Collected data

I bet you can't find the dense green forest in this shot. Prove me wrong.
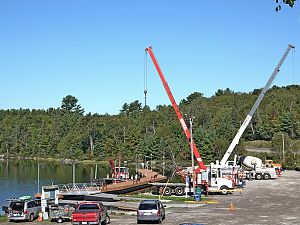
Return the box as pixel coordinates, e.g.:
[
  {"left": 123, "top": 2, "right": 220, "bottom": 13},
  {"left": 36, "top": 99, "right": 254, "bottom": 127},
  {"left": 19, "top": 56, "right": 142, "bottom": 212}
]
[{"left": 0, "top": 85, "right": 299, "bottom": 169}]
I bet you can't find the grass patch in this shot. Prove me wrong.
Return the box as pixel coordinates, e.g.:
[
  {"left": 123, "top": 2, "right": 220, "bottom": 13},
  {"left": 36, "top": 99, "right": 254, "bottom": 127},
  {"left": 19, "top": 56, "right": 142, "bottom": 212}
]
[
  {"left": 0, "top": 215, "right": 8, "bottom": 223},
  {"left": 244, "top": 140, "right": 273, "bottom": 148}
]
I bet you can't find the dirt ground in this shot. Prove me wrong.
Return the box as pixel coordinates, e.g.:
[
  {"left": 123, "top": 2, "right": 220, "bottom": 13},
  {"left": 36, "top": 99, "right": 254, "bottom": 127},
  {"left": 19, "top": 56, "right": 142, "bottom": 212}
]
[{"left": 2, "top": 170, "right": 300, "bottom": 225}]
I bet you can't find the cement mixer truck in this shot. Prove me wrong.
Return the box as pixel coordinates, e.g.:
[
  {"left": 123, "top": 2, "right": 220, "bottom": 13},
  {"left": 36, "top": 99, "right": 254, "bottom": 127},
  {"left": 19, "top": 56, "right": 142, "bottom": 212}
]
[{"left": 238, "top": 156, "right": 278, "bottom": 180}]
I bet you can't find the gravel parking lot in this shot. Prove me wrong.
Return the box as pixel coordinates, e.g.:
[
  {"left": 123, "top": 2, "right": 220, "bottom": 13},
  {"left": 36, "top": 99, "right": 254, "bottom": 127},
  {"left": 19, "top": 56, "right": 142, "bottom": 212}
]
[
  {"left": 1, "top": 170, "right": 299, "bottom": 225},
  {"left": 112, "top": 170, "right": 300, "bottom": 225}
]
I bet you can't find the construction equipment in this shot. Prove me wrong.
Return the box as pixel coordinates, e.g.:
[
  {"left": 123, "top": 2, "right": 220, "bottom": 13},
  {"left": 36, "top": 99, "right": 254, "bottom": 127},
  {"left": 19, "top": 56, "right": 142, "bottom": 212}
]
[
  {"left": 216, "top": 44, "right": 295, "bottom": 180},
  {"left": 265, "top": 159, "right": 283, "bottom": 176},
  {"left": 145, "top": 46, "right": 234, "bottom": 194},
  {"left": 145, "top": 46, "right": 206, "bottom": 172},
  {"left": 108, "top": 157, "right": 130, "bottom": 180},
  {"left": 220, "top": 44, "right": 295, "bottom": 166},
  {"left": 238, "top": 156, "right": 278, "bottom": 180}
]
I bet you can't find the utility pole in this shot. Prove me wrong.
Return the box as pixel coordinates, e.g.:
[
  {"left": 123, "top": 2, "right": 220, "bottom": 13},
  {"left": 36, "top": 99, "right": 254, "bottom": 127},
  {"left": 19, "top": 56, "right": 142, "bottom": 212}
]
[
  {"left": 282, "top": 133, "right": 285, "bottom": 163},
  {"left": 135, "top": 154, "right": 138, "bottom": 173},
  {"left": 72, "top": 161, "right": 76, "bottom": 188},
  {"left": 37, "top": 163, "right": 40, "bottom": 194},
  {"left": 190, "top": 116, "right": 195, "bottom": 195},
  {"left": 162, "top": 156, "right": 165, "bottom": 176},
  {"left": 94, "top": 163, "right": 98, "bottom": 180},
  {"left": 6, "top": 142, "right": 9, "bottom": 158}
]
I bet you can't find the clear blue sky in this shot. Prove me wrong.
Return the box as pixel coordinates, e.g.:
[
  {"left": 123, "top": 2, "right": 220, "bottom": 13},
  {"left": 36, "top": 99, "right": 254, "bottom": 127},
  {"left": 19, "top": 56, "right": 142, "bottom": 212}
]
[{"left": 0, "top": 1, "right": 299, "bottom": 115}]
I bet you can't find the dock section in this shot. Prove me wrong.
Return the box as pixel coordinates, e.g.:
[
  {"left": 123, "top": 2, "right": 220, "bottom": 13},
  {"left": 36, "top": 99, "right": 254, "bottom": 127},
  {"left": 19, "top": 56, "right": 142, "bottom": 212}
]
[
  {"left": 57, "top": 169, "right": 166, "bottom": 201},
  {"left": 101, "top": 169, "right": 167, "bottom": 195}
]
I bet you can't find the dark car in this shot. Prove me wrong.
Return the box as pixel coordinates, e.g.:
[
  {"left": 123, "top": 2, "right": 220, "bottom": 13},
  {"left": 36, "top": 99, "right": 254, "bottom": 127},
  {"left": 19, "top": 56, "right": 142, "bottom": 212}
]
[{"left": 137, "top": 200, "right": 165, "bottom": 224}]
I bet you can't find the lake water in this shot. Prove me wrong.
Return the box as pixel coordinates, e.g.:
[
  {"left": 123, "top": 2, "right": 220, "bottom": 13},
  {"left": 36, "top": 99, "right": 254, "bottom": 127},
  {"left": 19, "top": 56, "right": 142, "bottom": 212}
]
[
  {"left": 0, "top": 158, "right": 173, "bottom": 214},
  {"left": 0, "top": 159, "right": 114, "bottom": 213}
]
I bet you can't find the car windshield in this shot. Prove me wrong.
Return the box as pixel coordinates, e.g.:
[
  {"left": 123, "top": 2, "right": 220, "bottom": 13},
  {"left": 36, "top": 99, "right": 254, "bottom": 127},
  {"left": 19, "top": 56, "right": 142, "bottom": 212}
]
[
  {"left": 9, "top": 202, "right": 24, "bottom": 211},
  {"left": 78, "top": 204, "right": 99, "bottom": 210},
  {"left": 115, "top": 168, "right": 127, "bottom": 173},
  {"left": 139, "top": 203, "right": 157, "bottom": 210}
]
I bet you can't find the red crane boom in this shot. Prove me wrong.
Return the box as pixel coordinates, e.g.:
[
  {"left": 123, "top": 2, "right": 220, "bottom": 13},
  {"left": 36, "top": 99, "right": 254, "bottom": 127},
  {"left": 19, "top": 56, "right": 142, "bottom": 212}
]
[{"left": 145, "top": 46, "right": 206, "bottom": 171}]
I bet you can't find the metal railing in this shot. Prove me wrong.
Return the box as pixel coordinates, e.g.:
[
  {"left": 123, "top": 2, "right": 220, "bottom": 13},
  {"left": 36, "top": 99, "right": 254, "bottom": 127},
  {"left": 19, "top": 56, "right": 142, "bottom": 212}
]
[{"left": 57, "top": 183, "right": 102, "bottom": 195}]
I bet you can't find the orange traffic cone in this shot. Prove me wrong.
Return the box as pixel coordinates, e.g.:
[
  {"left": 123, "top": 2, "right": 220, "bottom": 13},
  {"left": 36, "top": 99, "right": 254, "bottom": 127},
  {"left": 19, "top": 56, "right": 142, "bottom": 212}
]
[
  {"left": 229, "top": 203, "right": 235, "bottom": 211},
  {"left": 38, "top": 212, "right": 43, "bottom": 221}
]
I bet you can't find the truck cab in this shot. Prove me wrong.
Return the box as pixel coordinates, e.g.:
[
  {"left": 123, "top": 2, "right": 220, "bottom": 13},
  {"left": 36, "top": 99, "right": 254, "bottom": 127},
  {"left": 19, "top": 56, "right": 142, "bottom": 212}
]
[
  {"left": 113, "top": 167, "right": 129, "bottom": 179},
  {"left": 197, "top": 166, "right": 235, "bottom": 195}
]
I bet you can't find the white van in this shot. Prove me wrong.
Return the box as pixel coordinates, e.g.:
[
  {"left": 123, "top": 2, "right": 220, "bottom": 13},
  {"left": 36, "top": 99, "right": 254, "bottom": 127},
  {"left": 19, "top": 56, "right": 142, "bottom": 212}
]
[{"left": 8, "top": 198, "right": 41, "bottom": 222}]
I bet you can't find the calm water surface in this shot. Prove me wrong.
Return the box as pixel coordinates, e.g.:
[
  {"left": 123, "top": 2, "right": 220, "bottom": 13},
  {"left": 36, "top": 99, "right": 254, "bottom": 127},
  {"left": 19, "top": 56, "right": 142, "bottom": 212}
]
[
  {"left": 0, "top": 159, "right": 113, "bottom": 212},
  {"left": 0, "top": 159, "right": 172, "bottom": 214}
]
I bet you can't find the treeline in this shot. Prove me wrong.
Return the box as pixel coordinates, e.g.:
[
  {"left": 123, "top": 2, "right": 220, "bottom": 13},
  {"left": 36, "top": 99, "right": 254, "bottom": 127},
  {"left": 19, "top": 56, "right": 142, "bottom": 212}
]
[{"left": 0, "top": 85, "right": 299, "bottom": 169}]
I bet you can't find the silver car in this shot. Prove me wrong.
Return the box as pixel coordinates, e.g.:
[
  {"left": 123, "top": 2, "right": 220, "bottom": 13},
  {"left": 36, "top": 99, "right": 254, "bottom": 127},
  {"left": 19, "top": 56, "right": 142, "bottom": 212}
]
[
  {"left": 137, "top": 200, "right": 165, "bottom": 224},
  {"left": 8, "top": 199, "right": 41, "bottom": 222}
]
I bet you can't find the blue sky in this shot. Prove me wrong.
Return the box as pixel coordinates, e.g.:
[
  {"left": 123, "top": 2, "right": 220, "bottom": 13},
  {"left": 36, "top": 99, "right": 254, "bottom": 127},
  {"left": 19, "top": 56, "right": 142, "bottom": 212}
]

### WHAT YOU NEED TO DO:
Filter these records, keeping every line where the word "water" occurs.

### SOLUTION BELOW:
I bet you can't find the lake water in this shot. Prove me wrong.
I bet you can't find the calm water surface in this shot. Prove me wrong.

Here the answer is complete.